Document passage:
U.N. Report: U.S. Tortures Detainees
A U.N. investigation found that the United States committed acts amounting to torture at Guantanamo Bay, including force-feeding detainees and subjecting them to prolonged solitary confinement, according to a draft report obtained Monday.
U.S. officials rejected the draft report, saying the experts who wrote it made many errors and treated statements from detainees' lawyers as fact. The United States had invited the experts to Guantanamo but would not let them interview detainees, so they refused to go.
The report recommended the United States close Guantanamo Bay and revoke all special interrogation techniques authorized by the Department of Defense. Its experts accused the United States of violating the detainees' rights to a fair trial, freedom of religion and health.
"In their view, the legal regime applied to these detainees seriously undermines the rule of law and a number of fundamental universally recognized human rights, which are the essence of democratic societies," the report said.
The report's findings were based on interviews with former detainees, public documents, media reports, lawyers, and a questionnaire filled out by U.S. officials.
Many of the allegations have been made before, but the document is the first such accounting from the U.N. rapporteurs, who are charged by the U.N. Commission on Human Rights to investigate rights concerns around the world.
The draft was delivered to the United States on Jan. 16, and was first disclosed Sunday by the Los Angeles Times. A final version, which is likely to incorporate U.S. comments, was expected to be released later in the week.
U.S. State Department spokesman Sean McCormack said the United States would not address many of the claims until the final report is released, but defended U.S. practices generally. He focused his remarks on the fact that the experts had refused to go to Guantanamo but wrote the report anyway.
"When people hear these press reports about these outcomes and when they actually view the final report, I would urge them to look at it in the context of the fact that nobody who wrote this report actually went to Guantanamo," McCormack told reporters in Washington. "You shouldn't be writing this kind of report based on assertions by individuals without having ever been there."
The five experts sought invitations from the United States to visit Guantanamo Bay since 2002 and three were offered a visit last year. But they refused in November when they were told they would not be allowed to interview detainees.
The United States believes the International Committee of the Red Cross is the body that should handle that duty. However, ICRC reports are generally kept confidential, while the U.N. experts almost always make their findings public.
"Fact-finding on the spot has to include interviews with detainees," said Manfred Nowak, the U.N. special investigator on torture and one of the experts. "What's the sense of going to a detention facility and doing fact-finding when you can't speak to the detainees? It's just nonsense."

Your goal: Revise the article on the U.N. torture report, giving everything from "U.N. Report: U.S." down to "report obtained Monday." with "Guantanamo Bay" changed to "Naval Station Guantanamo Bay". The text can be used without the saved records.

Saved records:
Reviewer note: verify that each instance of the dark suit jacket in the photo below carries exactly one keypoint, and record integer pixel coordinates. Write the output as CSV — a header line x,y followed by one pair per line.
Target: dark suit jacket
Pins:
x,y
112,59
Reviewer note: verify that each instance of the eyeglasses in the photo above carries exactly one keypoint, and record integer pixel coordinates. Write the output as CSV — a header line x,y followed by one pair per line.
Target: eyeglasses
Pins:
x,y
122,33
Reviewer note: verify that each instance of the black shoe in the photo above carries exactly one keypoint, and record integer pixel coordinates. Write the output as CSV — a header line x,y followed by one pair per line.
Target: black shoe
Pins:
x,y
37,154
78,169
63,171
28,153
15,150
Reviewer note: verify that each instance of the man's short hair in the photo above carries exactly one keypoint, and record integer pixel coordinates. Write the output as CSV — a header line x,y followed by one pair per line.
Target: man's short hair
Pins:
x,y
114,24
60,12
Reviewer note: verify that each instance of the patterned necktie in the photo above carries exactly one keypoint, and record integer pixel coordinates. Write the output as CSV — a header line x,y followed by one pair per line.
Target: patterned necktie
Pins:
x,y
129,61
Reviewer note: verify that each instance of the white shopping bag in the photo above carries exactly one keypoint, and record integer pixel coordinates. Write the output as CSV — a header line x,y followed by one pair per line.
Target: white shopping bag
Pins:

Exercise solution:
U.N. Report: U.S. Tortures Detainees
A U.N. investigation found that the United States committed acts amounting to torture at Naval Station Guantanamo Bay, including force-feeding detainees and subjecting them to prolonged solitary confinement, according to a draft report obtained Monday.